▶ Extracted information:
--

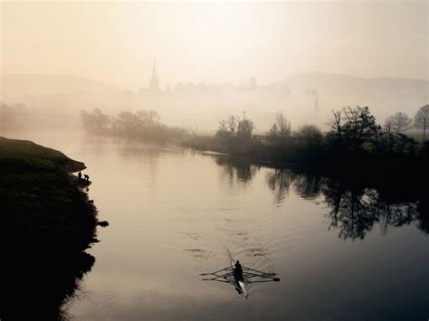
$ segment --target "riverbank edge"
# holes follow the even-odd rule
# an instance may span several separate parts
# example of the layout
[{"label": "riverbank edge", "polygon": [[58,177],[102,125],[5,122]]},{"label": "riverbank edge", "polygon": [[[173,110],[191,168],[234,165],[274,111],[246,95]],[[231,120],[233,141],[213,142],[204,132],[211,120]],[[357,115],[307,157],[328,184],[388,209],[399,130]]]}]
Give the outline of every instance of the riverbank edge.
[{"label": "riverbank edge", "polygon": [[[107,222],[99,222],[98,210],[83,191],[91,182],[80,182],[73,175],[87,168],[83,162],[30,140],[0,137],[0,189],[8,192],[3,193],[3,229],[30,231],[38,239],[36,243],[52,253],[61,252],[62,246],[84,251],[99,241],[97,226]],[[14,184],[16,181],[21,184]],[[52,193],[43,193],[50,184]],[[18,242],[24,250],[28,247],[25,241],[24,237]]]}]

--

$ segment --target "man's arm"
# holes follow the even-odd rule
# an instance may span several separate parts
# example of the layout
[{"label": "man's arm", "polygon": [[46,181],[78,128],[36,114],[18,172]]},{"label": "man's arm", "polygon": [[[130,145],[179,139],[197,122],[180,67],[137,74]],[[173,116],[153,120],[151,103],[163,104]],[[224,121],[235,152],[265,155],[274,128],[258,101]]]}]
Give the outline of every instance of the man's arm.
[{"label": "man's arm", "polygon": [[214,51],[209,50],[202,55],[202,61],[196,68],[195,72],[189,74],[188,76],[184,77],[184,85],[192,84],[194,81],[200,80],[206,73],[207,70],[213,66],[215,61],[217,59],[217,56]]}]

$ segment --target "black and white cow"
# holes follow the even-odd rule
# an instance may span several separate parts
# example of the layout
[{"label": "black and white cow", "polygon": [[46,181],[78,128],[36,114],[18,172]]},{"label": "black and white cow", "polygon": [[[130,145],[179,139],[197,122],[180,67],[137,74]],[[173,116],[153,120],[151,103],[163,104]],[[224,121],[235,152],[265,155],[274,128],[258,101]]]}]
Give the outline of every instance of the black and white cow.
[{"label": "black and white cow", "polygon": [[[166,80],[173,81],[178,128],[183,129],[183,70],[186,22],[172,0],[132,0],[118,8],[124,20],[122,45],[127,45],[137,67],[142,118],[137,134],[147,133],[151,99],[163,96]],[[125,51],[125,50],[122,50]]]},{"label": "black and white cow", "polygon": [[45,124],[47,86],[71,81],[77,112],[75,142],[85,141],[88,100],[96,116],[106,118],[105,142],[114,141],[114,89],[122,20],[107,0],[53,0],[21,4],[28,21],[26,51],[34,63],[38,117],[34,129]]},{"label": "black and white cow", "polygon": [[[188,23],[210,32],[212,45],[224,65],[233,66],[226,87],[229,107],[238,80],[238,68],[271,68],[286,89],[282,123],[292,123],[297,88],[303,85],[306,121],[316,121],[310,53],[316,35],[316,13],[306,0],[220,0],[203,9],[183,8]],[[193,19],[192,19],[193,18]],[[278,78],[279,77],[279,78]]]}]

--

▶ Exercise details:
Count the lines in the entries above that contain the word "outline". State only the resulting number.

▶ The reply:
3